_Exercise instructions:_ In the article below about private parking reforms, list the measures that the Parking (Code of Practice) Act paved the way for.

_Extract provided:_
________________________
Private parking firms fight back against reforms by challenging proposed caps on fines issued
Updated: Jun 8, 2022
Private parking firms are fighting back against reforms to parking on private land by challenging proposed caps on the amounts they can charge motorists.
Three years after a law was passed to tackle the worst abuses of private parking companies, the Department for Levelling Up Housing and Communities (DLUHC) has backed down in respect of two legal challenges to the Government’s plans to cap the penalty charges they impose.
In March 2019, the Parking (Code of Practice) Act entered the statute book with the aim of ending the self-regulation of the private parking industry.
Alongside a single, ministerially sanctioned code of practice the Act paved the way for there to be an independent appeals service and an industry scrutiny board.
All the changes had been due to be introduced by the end of 2023 at the latest.
However, a number of parking firms recently launched legal action to challenge proposed caps on the amounts they can charge motorists for suspected infringements of parking regulations on private land.
________________________
_Supplied data:_
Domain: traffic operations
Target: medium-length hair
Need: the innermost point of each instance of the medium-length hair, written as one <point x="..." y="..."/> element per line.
________________________
_Finished exercise:_
- A single, ministerially sanctioned code of practice
- An independent appeals service
- An industry scrutiny board